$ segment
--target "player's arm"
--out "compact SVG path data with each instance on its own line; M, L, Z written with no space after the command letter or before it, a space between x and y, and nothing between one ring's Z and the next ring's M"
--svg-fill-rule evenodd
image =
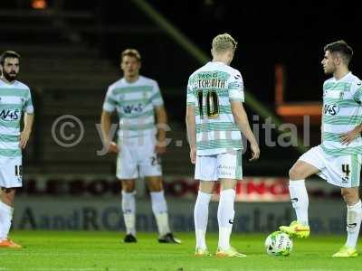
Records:
M103 136L103 144L109 153L118 154L119 152L117 145L110 138L110 128L112 126L112 113L103 110L100 116L100 129Z
M361 82L357 84L357 89L353 96L354 99L360 105L362 103L362 87ZM353 140L360 136L362 133L362 124L357 125L353 130L340 136L341 143L348 145Z
M155 107L156 122L157 127L157 145L156 145L156 153L162 154L166 152L166 132L167 126L167 114L164 106Z
M357 126L353 130L340 136L342 145L348 145L353 140L361 136L361 133L362 133L362 124Z
M190 159L192 164L196 162L196 124L195 120L195 106L187 105L186 122L188 144L190 145Z
M259 158L260 149L255 136L250 128L248 117L243 107L243 103L238 100L232 100L231 105L232 113L236 124L245 136L246 139L250 142L250 146L252 148L252 158L249 159L249 161L256 160Z
M19 146L24 149L28 143L30 134L32 133L33 124L33 114L24 113L24 129L20 133L20 142Z

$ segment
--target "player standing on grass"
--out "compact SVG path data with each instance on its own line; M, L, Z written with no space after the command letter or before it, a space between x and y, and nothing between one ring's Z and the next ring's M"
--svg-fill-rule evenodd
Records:
M122 211L127 230L124 242L137 242L135 181L140 175L145 177L150 191L152 210L159 233L158 242L180 243L170 231L162 185L158 155L166 151L167 117L158 84L139 75L141 57L137 50L123 51L120 61L124 77L108 89L101 115L101 130L109 152L119 154L117 178L122 186ZM115 109L119 117L118 145L110 138L111 114Z
M344 41L324 47L322 142L300 157L290 170L289 190L297 220L280 227L291 236L310 236L308 193L304 180L319 174L341 188L347 204L346 244L333 257L356 257L362 208L359 179L362 163L362 82L348 70L353 51Z
M29 88L16 80L20 55L6 51L0 56L0 248L20 248L8 238L16 187L22 187L22 149L32 132L33 107ZM20 120L24 112L24 129Z
M186 126L195 179L200 180L194 210L195 256L210 256L205 242L208 206L216 181L221 182L217 220L219 243L216 256L245 257L230 246L237 180L243 178L242 135L251 143L252 156L259 158L258 144L250 128L243 78L230 67L237 42L228 33L213 40L213 61L195 71L188 79Z

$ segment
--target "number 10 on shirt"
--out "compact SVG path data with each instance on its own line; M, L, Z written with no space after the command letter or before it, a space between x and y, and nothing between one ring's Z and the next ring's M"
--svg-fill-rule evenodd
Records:
M200 118L204 118L204 115L207 116L207 118L217 118L219 117L219 97L217 96L216 90L208 90L206 95L204 95L205 91L197 91L197 101L200 111ZM204 106L204 104L205 104ZM204 107L205 111L204 112Z

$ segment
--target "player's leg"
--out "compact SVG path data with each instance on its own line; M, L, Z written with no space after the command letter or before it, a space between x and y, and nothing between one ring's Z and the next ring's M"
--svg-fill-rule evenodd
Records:
M341 194L347 204L347 241L333 257L356 257L356 249L361 227L362 207L358 193L359 187L342 188Z
M280 229L291 236L307 238L310 235L309 197L305 179L318 173L324 167L324 157L321 152L319 147L310 149L300 157L289 172L289 191L297 220L292 221L290 226L281 226Z
M220 179L221 190L219 206L217 209L217 221L219 223L218 248L224 251L230 249L230 235L233 229L235 214L233 202L235 201L234 179Z
M7 240L14 210L14 188L1 189L0 192L0 241ZM1 246L1 243L0 243Z
M134 179L120 180L122 187L122 213L126 227L125 243L135 243L136 238L136 191Z
M235 187L237 180L243 179L242 151L232 151L217 155L217 178L220 181L220 199L217 209L219 242L216 256L245 257L230 245L230 236L234 218Z
M170 230L167 203L165 199L162 180L161 159L155 153L156 139L145 137L138 145L137 155L139 173L145 176L151 197L152 211L158 229L158 242L176 243L181 241L174 237Z
M341 169L343 180L348 183L345 185L351 187L341 188L343 200L347 204L347 241L338 252L333 257L356 257L357 252L356 249L357 241L358 238L359 229L361 227L362 206L359 198L359 179L361 171L362 157L360 155L349 155L346 157L343 163L338 163L337 165ZM343 157L338 157L343 160ZM341 178L338 178L340 180Z
M22 248L8 238L15 191L22 185L22 157L9 158L0 165L0 248Z
M181 241L174 237L169 227L167 202L162 184L162 176L147 176L146 182L151 196L152 211L158 229L158 242L176 243Z
M196 157L195 179L200 180L196 201L194 207L195 235L197 257L211 256L207 249L205 235L209 220L209 203L213 195L216 174L216 155Z
M137 242L136 238L136 191L135 181L138 177L137 159L129 142L119 143L121 152L117 158L117 178L122 187L122 213L126 227L126 243Z
M195 234L196 238L195 256L210 256L206 246L206 229L209 220L209 203L216 182L200 181L194 208Z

⁂

Return all of the records above word for word and line for line, but leave the pictures out.

$ segment
--target "player's arm"
--out "compact SVG path data with each instance on its own line; M, L, Z written with no space after the command letter or before it, a space between x and y, and nothing between one ring's Z and the next ring's M"
--svg-fill-rule evenodd
image =
Records:
M103 136L103 144L109 153L118 154L119 152L117 145L110 138L110 128L112 126L112 113L103 110L100 116L100 129Z
M361 82L357 84L357 89L353 96L354 99L360 105L362 103L362 87ZM353 140L360 136L362 133L362 124L357 125L353 130L340 136L341 143L348 145Z
M155 107L156 122L157 127L157 145L156 145L156 153L162 154L166 152L166 132L167 126L167 114L164 106Z
M357 126L353 130L340 136L342 145L348 145L353 140L361 136L361 133L362 133L362 124Z
M190 159L192 164L196 162L196 124L195 120L195 106L187 105L186 122L188 144L190 145Z
M259 158L260 149L255 136L250 128L248 117L243 107L243 103L238 100L232 100L231 105L232 113L236 124L245 136L246 139L250 142L250 146L252 148L252 158L249 159L249 161L256 160Z
M19 146L24 149L28 143L30 134L32 133L33 124L33 114L24 113L24 129L20 133L20 142Z

$ segment
--target "player standing on grass"
--out "compact SVG path data with each instance on its own line; M, L, Z written with no space after the command letter or before it, a space between x and y, and nothing between one ring's Z and the next ring's M"
--svg-fill-rule evenodd
Records:
M122 211L127 230L124 242L137 242L135 181L140 175L145 177L150 191L152 210L159 233L158 242L180 243L170 231L162 185L158 155L166 151L167 117L158 84L139 75L141 57L137 50L123 51L120 61L124 77L108 89L101 115L101 130L109 152L119 154L117 178L122 186ZM115 109L119 117L118 145L110 138L111 114Z
M344 41L324 47L322 142L300 157L290 170L289 190L297 220L280 227L291 236L310 236L308 193L304 180L319 174L341 188L347 204L346 244L333 257L356 257L362 208L359 179L362 163L362 82L348 70L353 51Z
M29 88L16 80L20 55L6 51L0 56L0 248L20 248L8 238L16 187L22 187L22 149L32 132L33 107ZM20 120L24 112L24 129Z
M186 126L195 179L200 180L194 210L195 256L210 256L205 242L208 206L216 181L221 182L217 220L219 243L216 256L245 257L230 246L237 180L243 178L242 135L251 143L252 156L259 158L258 144L250 128L243 78L230 67L237 42L228 33L213 40L213 61L195 71L188 79Z

$ segment
--target "number 10 on shirt"
--out "compact SVG path data with each instance on its own line; M, L, Z written with no space after the command letter or before it, a space between x and y, and nothing between one ring's Z and the next ring's M"
--svg-fill-rule evenodd
Records:
M200 118L204 118L204 115L207 116L207 118L217 118L219 117L219 97L217 96L216 90L208 90L206 95L204 95L205 91L197 91L197 101L200 111ZM204 106L204 104L205 104ZM204 107L205 111L204 112Z

$ segment
--target "player's leg"
--out "compact SVG path data with each instance on its own line; M, L, Z written with no space after the command letter or before it, a space between x and y, and nothing between one ring's Z and the next ring's M"
--svg-fill-rule evenodd
Records:
M341 194L347 204L347 241L333 257L356 257L356 249L361 227L362 207L358 193L359 187L342 188Z
M280 229L291 236L307 238L310 235L309 197L305 179L318 173L324 167L324 157L321 152L319 147L310 149L300 157L289 172L289 191L297 220L292 221L290 226L281 226Z
M220 179L221 190L219 206L217 209L217 221L219 223L218 248L224 251L230 249L230 235L233 229L235 214L233 202L235 201L234 179Z
M7 240L14 210L14 188L1 189L0 192L0 241ZM1 246L1 243L0 243Z
M134 179L120 180L122 187L122 213L126 227L125 243L135 243L136 238L136 191Z
M235 187L237 180L243 179L242 151L232 151L217 155L217 178L220 181L220 199L217 209L219 242L216 256L245 257L230 245L230 236L234 218Z
M170 230L167 203L165 199L162 180L161 159L155 153L156 139L145 137L138 145L137 155L139 173L145 176L151 197L152 211L158 229L158 242L176 243L181 241L174 237Z
M341 169L343 180L348 183L345 185L351 187L341 188L343 200L347 204L347 241L338 252L333 257L356 257L357 252L356 249L357 241L358 238L359 229L361 227L362 206L359 198L359 179L361 171L362 157L360 155L349 155L346 157L343 163L338 163L337 165ZM343 157L338 157L343 160ZM341 178L338 178L340 180Z
M22 248L8 238L15 191L22 185L22 157L9 158L0 165L0 248Z
M181 241L174 237L169 227L167 202L162 184L162 176L147 176L146 182L151 196L152 211L158 229L158 242L176 243Z
M196 157L195 179L200 180L196 201L194 207L195 235L197 257L211 256L207 249L205 235L209 220L209 203L213 195L216 174L216 155Z
M137 242L136 238L136 191L135 181L138 177L137 159L129 142L119 143L121 152L117 158L117 178L122 187L122 213L126 227L126 243Z
M195 234L196 238L195 256L210 256L206 246L206 229L209 220L209 203L216 182L200 181L194 208Z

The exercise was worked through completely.